*Problem:* Work out how many lines in the entries below contain the string "lamp". Reply with that figure alone.

Excerpts from a dataset:
*** Begin section ***

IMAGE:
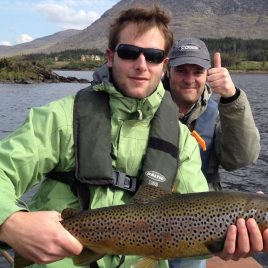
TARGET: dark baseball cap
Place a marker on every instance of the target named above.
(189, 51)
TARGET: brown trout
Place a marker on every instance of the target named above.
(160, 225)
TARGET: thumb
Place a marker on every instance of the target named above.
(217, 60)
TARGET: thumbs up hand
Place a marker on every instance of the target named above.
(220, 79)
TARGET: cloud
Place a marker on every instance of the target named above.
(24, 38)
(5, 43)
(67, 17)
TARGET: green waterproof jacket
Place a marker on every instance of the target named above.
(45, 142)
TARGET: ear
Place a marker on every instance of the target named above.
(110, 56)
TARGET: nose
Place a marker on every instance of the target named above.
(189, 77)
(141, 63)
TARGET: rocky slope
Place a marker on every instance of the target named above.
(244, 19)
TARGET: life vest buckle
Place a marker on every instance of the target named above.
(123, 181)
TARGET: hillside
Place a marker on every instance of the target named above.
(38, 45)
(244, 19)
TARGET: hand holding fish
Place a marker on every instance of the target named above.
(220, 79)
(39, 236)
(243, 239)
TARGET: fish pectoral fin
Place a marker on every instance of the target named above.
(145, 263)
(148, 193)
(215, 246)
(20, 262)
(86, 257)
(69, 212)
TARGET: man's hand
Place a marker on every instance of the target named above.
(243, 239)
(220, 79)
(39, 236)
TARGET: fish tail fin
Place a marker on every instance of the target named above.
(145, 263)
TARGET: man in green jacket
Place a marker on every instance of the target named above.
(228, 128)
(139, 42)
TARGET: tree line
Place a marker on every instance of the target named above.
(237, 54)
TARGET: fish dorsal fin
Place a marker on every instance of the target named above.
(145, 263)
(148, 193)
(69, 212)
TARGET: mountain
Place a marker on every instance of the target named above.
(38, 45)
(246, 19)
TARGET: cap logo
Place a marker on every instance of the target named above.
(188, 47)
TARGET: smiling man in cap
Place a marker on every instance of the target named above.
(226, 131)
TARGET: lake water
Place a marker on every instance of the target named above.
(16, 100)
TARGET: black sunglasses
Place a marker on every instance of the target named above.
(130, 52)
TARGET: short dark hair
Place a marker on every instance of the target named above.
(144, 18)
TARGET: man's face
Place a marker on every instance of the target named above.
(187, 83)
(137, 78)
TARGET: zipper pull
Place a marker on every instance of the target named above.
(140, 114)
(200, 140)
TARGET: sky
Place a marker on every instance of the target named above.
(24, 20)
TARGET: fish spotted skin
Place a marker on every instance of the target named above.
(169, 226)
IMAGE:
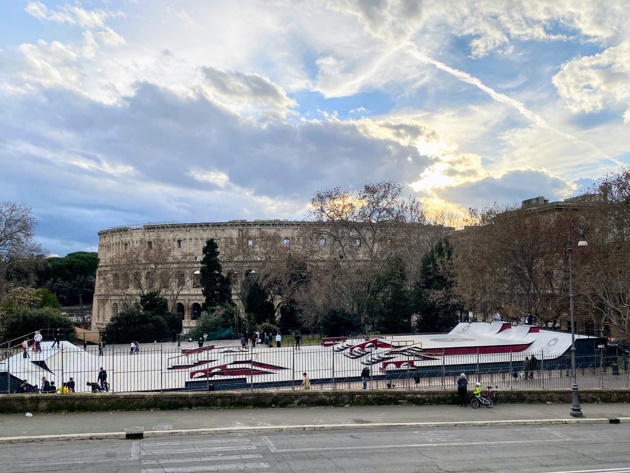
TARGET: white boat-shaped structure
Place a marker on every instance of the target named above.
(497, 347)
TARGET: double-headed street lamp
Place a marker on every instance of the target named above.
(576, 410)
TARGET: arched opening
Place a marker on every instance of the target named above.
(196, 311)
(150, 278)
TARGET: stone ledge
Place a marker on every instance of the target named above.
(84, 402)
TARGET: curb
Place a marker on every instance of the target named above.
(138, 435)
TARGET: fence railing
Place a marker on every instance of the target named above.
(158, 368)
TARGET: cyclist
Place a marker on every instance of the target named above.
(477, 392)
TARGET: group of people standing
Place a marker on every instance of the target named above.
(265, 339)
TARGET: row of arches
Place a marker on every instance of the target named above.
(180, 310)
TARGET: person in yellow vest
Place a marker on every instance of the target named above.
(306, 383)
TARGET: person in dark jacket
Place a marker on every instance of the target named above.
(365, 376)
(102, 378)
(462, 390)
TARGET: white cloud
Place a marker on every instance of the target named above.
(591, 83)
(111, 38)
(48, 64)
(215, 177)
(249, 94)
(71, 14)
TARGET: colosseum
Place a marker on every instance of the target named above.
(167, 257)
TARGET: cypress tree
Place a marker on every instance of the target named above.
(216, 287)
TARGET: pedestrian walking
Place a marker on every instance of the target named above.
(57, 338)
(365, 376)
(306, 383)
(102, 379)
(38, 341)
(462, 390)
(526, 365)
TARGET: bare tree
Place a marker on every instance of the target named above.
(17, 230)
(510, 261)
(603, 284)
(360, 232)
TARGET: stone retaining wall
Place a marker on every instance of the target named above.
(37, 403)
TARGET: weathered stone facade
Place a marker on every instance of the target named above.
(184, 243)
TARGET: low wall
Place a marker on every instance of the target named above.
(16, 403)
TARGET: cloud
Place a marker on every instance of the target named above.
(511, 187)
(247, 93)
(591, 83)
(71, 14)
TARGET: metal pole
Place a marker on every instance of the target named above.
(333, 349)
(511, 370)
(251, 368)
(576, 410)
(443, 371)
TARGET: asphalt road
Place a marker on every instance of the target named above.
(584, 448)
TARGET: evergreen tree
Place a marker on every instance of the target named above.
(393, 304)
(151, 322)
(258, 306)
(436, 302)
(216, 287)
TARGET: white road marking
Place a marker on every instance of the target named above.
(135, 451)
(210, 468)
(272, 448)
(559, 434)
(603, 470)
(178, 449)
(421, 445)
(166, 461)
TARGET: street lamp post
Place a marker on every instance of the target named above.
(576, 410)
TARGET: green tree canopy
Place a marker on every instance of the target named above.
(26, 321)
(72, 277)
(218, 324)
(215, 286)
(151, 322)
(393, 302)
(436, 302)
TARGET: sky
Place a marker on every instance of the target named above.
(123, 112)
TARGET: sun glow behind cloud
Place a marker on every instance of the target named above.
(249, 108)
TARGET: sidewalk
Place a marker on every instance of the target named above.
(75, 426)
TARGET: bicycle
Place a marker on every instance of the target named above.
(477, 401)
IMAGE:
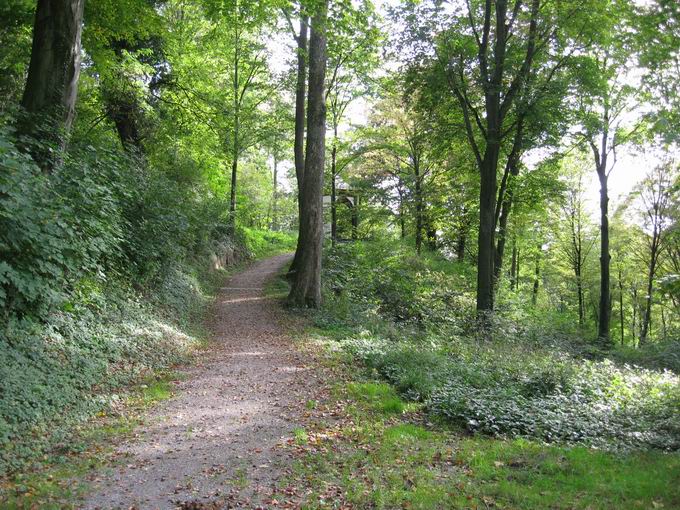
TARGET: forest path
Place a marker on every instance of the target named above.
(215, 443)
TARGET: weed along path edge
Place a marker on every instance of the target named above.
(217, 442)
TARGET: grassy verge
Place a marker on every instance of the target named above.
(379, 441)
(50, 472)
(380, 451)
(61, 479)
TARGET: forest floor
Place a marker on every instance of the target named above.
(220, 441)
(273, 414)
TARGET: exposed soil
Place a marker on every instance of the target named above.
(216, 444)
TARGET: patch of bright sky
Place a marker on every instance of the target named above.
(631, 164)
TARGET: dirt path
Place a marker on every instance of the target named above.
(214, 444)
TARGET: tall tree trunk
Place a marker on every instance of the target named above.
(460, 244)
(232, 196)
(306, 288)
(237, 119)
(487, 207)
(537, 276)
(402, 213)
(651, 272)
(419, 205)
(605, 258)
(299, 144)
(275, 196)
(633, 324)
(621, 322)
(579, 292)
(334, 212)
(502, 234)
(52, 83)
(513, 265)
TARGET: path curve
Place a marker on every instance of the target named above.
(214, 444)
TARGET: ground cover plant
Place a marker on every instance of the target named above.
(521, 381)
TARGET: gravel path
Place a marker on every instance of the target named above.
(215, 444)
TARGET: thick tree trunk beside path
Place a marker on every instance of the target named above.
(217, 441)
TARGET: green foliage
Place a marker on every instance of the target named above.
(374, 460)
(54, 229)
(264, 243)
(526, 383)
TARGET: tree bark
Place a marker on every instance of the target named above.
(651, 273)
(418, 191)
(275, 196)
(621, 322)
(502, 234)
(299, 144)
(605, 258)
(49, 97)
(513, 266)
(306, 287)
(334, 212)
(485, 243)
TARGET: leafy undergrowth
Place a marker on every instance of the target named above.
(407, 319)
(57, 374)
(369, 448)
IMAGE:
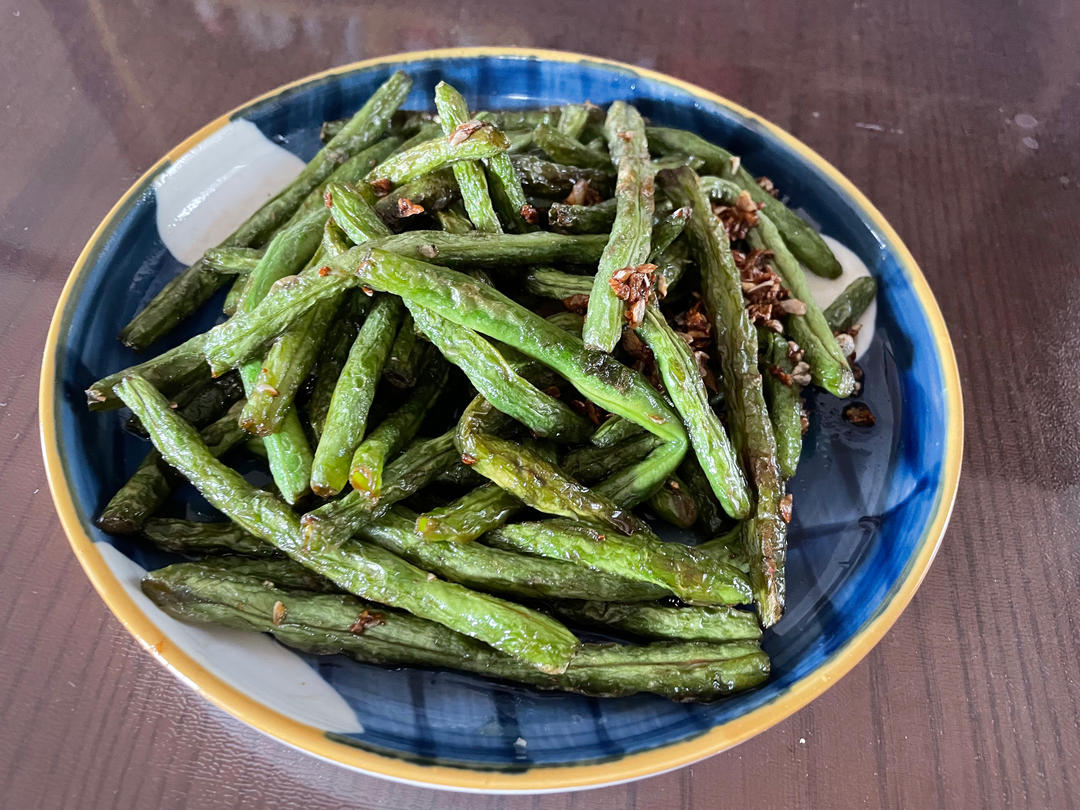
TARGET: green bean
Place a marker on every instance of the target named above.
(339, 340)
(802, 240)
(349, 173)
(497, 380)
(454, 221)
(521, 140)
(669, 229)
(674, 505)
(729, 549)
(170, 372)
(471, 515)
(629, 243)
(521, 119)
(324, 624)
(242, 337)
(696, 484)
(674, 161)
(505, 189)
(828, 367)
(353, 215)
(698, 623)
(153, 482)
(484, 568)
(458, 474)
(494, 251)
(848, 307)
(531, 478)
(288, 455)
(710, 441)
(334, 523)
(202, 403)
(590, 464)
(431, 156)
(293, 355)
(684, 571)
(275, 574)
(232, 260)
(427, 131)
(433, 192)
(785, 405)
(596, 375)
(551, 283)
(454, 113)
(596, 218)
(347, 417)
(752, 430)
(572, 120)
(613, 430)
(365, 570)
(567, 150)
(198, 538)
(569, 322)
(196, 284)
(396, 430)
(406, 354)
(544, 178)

*** End section ***
*** Begin section ***

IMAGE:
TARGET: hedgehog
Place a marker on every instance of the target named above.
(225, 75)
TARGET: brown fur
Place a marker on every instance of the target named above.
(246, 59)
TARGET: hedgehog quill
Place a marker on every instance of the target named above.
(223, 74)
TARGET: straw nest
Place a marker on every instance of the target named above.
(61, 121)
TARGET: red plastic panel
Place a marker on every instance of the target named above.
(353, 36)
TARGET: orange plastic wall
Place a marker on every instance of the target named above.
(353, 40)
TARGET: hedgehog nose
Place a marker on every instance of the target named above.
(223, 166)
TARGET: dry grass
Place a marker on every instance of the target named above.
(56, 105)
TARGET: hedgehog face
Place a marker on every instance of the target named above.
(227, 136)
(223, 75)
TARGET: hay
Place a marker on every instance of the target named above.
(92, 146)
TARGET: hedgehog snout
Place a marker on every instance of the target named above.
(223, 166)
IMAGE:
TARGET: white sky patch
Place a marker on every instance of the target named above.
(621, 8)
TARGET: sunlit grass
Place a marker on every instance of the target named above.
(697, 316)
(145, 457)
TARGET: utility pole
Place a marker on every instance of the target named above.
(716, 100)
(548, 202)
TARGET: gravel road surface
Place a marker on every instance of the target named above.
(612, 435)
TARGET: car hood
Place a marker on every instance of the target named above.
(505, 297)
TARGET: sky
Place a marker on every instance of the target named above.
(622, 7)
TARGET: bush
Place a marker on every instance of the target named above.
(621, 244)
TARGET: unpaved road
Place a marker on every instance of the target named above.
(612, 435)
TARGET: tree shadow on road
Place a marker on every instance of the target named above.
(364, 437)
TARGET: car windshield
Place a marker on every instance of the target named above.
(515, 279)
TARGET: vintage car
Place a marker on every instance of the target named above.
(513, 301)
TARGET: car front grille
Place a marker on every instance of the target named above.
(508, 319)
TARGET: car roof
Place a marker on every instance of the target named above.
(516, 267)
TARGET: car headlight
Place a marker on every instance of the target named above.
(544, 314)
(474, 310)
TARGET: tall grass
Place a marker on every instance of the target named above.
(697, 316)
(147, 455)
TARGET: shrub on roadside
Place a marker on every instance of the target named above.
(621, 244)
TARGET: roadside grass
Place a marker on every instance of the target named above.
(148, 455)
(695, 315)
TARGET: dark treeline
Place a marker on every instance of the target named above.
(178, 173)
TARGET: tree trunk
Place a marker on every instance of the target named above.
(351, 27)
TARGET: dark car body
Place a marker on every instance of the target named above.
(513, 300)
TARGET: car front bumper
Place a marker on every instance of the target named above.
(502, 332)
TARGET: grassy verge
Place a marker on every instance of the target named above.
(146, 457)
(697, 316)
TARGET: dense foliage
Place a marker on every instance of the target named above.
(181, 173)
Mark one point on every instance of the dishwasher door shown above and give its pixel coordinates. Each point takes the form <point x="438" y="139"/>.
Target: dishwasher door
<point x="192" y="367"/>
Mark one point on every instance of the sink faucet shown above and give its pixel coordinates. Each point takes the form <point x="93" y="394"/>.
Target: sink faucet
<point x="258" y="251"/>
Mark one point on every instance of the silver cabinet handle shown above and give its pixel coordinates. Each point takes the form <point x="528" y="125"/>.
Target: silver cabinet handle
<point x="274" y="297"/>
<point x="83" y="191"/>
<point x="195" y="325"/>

*** End section ***
*** Begin section ***

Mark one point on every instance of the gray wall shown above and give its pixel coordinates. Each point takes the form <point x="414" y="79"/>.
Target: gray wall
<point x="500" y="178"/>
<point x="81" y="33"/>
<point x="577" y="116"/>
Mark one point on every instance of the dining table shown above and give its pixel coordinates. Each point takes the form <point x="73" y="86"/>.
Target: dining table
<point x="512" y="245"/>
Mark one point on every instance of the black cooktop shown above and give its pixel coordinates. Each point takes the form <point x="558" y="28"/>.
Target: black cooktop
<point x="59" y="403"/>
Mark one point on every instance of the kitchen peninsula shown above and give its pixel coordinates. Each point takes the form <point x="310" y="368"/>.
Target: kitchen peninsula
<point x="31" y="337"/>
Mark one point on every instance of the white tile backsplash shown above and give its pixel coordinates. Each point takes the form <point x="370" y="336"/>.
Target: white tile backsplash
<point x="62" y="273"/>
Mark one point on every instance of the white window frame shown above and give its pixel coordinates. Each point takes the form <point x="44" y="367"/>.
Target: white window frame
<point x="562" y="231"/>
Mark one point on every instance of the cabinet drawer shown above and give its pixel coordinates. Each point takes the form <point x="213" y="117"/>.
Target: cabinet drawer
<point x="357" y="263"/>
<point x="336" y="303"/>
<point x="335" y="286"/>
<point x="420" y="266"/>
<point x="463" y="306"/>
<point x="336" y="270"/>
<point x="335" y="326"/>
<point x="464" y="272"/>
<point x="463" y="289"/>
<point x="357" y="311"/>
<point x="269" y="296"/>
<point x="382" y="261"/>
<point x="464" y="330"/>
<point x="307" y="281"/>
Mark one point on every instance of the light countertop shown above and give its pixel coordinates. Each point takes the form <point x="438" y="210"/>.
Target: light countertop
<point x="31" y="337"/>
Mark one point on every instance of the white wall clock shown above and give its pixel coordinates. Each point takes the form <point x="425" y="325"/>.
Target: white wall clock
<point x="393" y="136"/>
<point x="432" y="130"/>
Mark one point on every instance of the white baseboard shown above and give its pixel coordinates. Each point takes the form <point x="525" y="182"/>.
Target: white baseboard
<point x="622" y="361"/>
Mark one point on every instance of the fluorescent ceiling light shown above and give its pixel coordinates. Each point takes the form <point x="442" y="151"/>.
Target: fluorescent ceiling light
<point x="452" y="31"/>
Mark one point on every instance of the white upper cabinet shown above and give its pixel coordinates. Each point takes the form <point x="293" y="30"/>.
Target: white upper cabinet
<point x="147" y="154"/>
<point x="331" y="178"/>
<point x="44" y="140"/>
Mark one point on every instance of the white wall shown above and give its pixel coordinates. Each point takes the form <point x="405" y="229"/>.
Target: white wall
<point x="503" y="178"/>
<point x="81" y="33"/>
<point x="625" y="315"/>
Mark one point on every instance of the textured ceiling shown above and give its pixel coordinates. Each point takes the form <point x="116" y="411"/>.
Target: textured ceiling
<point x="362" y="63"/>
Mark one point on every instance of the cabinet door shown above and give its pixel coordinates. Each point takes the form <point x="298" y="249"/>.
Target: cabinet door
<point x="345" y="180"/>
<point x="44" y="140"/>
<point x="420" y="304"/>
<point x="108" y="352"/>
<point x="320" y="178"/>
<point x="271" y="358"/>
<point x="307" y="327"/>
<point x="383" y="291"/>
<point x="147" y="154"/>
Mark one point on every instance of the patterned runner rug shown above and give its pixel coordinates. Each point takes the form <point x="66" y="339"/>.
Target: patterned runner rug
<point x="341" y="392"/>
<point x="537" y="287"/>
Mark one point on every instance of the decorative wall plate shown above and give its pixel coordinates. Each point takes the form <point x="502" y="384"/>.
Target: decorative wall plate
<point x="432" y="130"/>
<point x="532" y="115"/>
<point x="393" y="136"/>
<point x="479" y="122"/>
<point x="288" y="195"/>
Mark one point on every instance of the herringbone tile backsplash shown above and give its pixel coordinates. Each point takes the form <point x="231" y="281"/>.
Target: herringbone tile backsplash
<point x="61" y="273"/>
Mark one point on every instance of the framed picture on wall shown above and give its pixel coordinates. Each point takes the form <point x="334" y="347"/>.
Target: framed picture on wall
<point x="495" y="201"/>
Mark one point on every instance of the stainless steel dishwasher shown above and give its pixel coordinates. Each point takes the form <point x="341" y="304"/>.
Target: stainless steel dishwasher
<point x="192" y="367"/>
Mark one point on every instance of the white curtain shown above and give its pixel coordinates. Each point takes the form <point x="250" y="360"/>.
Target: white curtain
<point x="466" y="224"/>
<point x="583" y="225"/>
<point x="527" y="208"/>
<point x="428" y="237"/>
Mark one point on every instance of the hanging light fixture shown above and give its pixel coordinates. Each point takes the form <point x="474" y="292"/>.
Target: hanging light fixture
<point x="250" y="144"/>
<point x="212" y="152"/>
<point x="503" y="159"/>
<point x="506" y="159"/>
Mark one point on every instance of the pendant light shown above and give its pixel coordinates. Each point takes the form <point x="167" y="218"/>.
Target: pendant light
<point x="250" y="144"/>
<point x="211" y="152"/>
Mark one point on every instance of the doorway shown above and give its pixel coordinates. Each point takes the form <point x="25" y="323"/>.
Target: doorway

*** End section ***

*Result for this task:* 2